_STATED PROBLEM_. Collect every line of the rows below that contains the word "hazy". Match case exactly.

Stored dataset rows:
________

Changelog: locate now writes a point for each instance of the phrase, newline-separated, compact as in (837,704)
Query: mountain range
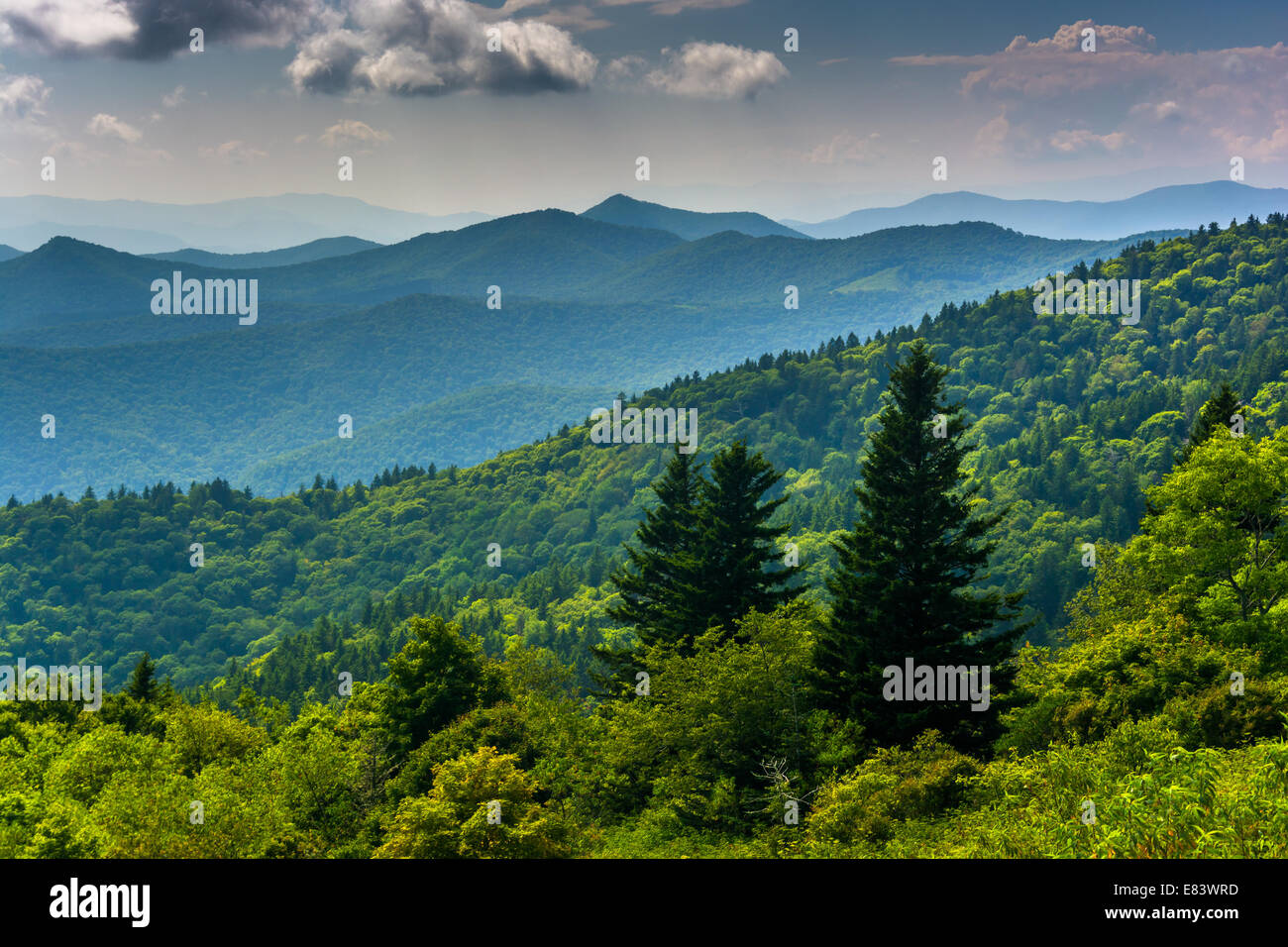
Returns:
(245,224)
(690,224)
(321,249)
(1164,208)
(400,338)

________

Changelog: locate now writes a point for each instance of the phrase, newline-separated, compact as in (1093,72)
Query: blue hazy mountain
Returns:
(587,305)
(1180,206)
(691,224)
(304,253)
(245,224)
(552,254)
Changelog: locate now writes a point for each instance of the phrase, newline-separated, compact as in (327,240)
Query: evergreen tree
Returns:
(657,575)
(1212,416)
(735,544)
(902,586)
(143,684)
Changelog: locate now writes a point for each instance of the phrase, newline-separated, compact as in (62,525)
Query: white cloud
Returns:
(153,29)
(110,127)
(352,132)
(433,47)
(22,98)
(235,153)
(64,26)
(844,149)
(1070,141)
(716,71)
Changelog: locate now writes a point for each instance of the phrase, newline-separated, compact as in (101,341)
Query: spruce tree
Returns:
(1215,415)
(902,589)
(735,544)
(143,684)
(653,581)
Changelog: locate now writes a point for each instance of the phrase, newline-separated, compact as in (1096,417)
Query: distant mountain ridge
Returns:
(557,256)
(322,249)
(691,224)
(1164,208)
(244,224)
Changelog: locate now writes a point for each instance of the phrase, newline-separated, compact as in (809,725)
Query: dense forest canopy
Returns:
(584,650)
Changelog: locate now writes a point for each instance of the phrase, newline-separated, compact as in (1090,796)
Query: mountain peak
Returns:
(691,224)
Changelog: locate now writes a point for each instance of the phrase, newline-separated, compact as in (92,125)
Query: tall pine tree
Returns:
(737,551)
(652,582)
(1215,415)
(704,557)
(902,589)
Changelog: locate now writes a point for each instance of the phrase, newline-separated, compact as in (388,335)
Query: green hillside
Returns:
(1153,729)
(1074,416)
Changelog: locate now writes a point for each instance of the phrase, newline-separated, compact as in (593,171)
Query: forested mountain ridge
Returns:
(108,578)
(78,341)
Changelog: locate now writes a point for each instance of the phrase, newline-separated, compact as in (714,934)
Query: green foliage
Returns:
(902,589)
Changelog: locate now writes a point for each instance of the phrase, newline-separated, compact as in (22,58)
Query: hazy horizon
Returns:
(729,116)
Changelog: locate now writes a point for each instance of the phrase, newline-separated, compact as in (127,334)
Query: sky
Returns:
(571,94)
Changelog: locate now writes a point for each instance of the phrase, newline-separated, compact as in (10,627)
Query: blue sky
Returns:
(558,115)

________

_FULL SOLUTION_.
Query: blue hazy mountain
Query: hazy horizon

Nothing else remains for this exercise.